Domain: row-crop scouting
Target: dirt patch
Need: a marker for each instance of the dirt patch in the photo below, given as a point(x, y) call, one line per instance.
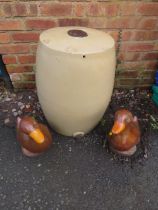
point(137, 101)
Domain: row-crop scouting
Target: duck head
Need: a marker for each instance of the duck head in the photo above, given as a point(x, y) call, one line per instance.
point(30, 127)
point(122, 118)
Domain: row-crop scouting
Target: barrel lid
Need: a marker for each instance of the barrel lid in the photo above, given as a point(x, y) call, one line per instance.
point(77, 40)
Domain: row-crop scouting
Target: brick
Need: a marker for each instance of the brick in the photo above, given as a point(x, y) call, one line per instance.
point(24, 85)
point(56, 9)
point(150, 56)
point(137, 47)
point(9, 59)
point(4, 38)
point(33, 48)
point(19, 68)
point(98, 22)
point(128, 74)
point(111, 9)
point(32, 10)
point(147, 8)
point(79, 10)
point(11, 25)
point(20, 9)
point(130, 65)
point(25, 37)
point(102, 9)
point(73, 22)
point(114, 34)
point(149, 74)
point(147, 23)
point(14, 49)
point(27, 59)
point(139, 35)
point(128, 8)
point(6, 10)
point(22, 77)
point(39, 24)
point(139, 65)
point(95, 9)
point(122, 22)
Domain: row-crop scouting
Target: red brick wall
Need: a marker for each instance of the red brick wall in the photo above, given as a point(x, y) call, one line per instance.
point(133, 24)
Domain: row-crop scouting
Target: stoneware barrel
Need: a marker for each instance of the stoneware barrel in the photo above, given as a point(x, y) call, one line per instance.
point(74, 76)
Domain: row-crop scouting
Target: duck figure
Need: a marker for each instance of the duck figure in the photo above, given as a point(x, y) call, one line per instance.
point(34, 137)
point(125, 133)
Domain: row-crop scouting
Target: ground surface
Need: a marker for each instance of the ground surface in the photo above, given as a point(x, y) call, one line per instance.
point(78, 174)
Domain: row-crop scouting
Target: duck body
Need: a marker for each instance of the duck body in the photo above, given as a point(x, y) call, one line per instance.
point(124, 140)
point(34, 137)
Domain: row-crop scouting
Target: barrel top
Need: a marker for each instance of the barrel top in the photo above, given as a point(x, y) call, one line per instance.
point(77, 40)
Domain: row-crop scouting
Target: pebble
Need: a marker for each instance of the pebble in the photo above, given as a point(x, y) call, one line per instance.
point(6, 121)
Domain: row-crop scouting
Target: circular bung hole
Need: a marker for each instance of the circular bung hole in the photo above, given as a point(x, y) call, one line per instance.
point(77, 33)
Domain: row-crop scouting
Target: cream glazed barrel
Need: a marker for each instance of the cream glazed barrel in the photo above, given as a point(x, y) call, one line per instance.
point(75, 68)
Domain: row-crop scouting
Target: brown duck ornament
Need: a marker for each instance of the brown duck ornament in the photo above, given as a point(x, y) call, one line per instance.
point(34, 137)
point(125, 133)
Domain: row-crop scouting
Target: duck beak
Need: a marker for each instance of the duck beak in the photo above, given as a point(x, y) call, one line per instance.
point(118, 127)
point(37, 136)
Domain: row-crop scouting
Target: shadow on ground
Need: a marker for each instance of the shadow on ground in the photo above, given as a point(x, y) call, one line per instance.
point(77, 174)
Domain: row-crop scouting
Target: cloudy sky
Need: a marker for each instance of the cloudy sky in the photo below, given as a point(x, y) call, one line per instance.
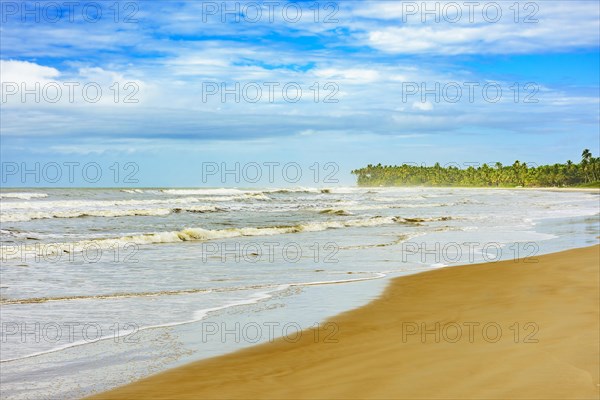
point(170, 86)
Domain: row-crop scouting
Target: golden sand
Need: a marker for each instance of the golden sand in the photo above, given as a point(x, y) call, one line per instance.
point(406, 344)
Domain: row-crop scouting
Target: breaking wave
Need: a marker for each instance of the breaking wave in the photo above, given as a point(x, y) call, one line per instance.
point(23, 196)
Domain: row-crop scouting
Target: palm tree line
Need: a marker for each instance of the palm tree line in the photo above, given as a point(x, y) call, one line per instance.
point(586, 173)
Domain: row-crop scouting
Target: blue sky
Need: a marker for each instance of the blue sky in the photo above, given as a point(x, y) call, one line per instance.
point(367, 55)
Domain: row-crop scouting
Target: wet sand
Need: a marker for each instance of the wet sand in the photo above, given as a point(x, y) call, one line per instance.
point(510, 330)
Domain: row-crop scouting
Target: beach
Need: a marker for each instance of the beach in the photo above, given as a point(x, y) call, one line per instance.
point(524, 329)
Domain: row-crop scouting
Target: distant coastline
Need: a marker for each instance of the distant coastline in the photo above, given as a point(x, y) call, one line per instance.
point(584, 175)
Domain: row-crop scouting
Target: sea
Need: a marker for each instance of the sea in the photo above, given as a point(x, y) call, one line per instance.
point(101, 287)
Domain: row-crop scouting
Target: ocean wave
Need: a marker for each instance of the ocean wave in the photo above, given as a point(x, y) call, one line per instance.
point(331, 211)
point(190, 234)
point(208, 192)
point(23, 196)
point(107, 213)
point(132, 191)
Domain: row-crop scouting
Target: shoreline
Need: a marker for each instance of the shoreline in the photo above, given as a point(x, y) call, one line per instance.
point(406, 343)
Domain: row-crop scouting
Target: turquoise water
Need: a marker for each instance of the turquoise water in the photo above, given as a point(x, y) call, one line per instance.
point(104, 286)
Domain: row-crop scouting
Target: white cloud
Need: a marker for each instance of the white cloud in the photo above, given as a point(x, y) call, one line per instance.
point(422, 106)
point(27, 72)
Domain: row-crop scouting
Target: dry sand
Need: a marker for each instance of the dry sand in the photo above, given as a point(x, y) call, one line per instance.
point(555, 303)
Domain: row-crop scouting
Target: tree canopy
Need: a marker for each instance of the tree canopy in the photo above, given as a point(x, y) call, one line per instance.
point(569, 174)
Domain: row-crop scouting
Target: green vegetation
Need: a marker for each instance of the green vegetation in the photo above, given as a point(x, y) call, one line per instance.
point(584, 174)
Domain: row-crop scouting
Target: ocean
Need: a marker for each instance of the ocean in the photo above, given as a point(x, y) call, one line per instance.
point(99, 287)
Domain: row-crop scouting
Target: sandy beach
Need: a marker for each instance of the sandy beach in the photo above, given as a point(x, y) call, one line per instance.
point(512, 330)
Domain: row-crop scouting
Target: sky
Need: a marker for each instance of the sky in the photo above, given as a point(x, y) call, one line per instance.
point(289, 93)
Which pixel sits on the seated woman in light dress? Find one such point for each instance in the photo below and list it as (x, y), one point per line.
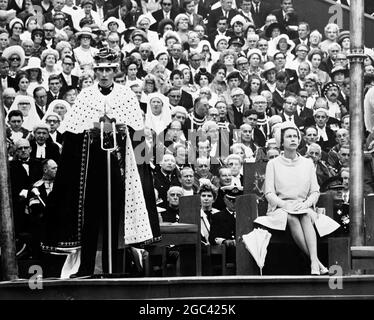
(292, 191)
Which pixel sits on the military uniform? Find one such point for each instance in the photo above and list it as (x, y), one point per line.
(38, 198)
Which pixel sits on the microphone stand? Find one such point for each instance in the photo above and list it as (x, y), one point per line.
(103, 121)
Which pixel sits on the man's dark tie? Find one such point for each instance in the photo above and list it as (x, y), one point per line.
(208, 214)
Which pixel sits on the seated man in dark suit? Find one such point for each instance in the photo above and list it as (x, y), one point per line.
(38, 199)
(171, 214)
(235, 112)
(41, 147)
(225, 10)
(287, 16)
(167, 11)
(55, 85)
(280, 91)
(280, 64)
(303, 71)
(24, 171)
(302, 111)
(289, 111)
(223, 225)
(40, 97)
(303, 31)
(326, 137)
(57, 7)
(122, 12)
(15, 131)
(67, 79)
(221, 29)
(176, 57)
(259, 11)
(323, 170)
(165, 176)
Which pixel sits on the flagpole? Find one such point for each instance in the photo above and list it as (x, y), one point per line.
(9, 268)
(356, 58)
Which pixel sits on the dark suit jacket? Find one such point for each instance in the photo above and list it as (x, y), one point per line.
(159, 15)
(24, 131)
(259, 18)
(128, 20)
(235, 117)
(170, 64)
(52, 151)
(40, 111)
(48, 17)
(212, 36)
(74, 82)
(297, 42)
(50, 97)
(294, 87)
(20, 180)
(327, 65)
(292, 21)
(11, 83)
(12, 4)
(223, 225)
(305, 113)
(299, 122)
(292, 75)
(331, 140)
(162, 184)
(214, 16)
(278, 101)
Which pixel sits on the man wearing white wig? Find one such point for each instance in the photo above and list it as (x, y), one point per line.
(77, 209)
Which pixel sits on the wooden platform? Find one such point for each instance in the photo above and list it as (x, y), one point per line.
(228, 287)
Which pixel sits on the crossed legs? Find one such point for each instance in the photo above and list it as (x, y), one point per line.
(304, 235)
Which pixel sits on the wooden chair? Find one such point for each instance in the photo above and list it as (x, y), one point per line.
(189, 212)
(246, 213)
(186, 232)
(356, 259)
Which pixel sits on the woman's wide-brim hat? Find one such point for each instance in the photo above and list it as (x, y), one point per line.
......
Starting at the line that contains "Which pixel sits on the man wearing" and ending with the last line of the records, give every line as a numbered list, leaving out any blank lines.

● **ANSWER TO THE TASK**:
1. Which pixel sits on the man wearing white wig? Find one such point for each instance in the photo above and list it as (x, y), one point per line.
2. (77, 209)
3. Which pixel sits on the wooden platform? Find one such point for each instance in the photo above and list it as (x, y), one point per line.
4. (228, 287)
5. Which pixel sits on the crossed legs? Find one such point for each instance in the photo above and list it as (x, y), one point per line.
6. (304, 235)
7. Which pixel sits on the wooden chair? Find one such point for each instance in the photo above and list it as (x, y), one point per line.
8. (189, 212)
9. (246, 213)
10. (186, 232)
11. (356, 259)
12. Which pixel sits on the woman's wide-brim hat? Find one such point for each instance in the photo above and list it as (x, y), one point per line.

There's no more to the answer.